**PROBLEM STATEMENT:** Write out every line of the listing below word for word, without changing anything.

**RECORDED INFORMATION:**
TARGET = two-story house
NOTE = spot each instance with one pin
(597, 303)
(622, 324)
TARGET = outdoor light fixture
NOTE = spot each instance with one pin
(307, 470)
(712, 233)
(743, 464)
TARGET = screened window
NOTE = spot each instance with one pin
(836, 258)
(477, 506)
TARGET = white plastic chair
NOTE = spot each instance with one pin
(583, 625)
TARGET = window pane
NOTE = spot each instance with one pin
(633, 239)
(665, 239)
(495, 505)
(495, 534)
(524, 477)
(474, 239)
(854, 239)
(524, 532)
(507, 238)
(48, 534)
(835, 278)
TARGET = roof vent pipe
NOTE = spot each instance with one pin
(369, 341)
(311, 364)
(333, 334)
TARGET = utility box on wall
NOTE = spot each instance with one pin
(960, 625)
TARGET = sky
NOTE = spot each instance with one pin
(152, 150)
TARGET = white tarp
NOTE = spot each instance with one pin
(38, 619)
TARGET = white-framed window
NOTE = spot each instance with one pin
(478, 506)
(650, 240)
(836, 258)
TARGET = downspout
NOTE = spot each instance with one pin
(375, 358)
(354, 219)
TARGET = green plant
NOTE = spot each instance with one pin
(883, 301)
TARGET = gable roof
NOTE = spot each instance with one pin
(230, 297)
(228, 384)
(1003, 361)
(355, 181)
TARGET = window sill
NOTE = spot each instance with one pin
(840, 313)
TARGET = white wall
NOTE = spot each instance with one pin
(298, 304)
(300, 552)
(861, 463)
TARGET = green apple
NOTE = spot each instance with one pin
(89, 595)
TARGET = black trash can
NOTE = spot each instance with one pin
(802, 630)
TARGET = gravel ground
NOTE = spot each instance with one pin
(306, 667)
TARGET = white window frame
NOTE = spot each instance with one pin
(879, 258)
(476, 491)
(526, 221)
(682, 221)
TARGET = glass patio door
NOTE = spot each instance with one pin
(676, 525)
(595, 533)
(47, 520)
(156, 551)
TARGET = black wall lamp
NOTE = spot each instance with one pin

**THE OUTPUT:**
TARGET = two-story house
NOTE = spot each instance with one pin
(597, 303)
(622, 324)
TARGET = outdoor light fixture
NOTE = spot each instance with one pin
(307, 470)
(712, 233)
(743, 464)
TARGET = screened window
NOTE = spot each instance with one pin
(836, 258)
(477, 506)
TARGET = white plastic chair
NOTE = spot each instance with one pin
(583, 625)
TARGET = window pane
NOTE = spot each instance with one pin
(633, 239)
(665, 239)
(495, 505)
(495, 534)
(524, 477)
(474, 239)
(854, 239)
(524, 532)
(507, 238)
(48, 534)
(835, 278)
TARGET = roof vent pipe
NOTE = spot each instance with one pin
(369, 341)
(311, 364)
(333, 334)
TARGET = utility box on wall
NOTE = spot each instance with one pin
(960, 625)
TARGET = sky
NOTE = spot each instance with one pin
(152, 150)
TARGET = white tarp
NOTE = spot each instance with one pin
(38, 619)
TARGET = white-framed window
NOTE = spot each instance with one pin
(478, 506)
(650, 240)
(836, 258)
TARGET = downspout
NOTE = spot each instance with one pin
(375, 358)
(354, 219)
TARGET = green plant
NOTE = spot each instance with one pin
(883, 301)
TARGET = gable roof
NOTE = spot each instance with one pin
(230, 297)
(228, 384)
(1003, 361)
(355, 181)
TARGET = window sill
NOTE = spot each instance with one pin
(840, 313)
TARGET = white wall
NOTE = spot each instance with one pin
(298, 304)
(300, 552)
(861, 463)
TARGET = green apple
NOTE = spot each instance with one pin
(89, 595)
TARGET = black trash can
NOTE = spot each instance with one pin
(802, 630)
TARGET = gravel ground
NOTE = spot each instance with one pin
(306, 667)
TARGET = white window frame
NOTE = spot each instance with one pin
(879, 258)
(476, 491)
(526, 221)
(682, 221)
TARGET = glass patio door
NOTE = spot each instance with one pin
(676, 525)
(595, 533)
(47, 520)
(156, 551)
TARGET = black wall lamp
NOTE = spot each instance with one pin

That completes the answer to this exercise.